Supplied data:
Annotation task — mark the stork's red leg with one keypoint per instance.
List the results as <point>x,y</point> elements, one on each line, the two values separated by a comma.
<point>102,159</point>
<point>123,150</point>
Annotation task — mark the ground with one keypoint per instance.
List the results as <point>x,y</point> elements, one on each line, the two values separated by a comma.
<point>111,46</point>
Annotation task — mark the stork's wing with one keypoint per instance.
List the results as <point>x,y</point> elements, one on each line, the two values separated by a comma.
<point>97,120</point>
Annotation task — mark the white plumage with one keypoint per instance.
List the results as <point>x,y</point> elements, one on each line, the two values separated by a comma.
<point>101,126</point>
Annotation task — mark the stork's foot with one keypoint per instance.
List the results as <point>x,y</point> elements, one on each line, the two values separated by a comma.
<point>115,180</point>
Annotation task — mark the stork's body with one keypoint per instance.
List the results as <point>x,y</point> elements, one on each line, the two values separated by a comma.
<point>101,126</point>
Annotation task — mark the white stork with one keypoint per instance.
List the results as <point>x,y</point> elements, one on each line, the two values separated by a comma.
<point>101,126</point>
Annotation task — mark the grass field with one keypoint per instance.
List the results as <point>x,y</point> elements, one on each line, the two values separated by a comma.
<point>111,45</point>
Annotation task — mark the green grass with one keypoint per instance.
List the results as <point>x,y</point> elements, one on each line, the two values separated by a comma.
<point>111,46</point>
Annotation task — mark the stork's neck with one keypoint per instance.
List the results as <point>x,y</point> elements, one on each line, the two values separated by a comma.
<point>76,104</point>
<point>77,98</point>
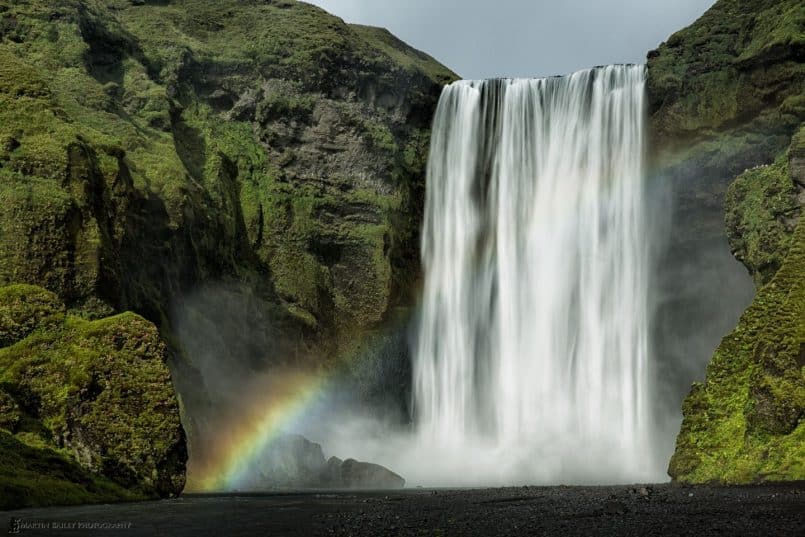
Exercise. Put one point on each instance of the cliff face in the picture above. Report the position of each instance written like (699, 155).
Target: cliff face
(89, 403)
(727, 98)
(220, 168)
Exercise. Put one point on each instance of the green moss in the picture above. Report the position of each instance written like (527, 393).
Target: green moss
(711, 84)
(101, 389)
(33, 477)
(761, 209)
(745, 423)
(26, 308)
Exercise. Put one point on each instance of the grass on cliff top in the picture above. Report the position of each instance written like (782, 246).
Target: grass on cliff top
(284, 39)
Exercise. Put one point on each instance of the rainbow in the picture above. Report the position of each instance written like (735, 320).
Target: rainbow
(280, 404)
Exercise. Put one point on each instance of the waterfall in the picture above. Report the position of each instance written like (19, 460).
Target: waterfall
(533, 344)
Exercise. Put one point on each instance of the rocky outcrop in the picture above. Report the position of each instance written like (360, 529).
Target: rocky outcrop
(294, 462)
(726, 100)
(97, 394)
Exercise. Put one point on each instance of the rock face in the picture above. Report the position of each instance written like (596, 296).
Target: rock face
(294, 462)
(727, 99)
(96, 392)
(230, 167)
(725, 95)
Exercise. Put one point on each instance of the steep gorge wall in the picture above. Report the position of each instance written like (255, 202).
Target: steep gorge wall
(225, 169)
(727, 99)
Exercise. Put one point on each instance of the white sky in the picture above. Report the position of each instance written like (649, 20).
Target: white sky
(525, 38)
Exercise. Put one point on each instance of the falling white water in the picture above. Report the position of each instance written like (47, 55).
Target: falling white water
(532, 358)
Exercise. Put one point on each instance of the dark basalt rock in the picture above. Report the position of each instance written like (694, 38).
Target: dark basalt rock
(294, 462)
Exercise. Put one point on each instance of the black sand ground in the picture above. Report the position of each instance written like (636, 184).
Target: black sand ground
(561, 511)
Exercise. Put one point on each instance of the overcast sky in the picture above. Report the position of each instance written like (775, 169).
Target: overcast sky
(525, 38)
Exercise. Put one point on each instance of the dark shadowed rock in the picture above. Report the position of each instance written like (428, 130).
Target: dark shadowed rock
(365, 475)
(294, 462)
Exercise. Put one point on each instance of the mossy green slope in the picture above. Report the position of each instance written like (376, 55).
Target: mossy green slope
(38, 476)
(746, 423)
(208, 140)
(725, 94)
(92, 397)
(149, 150)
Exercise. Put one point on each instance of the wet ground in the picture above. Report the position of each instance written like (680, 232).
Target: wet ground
(562, 511)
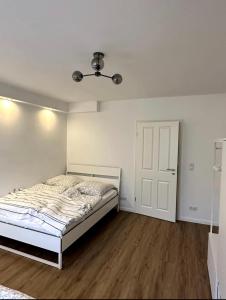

Your task:
For the material, find the number of lines holding the word "with" and give that figure and nothing more.

Task result:
10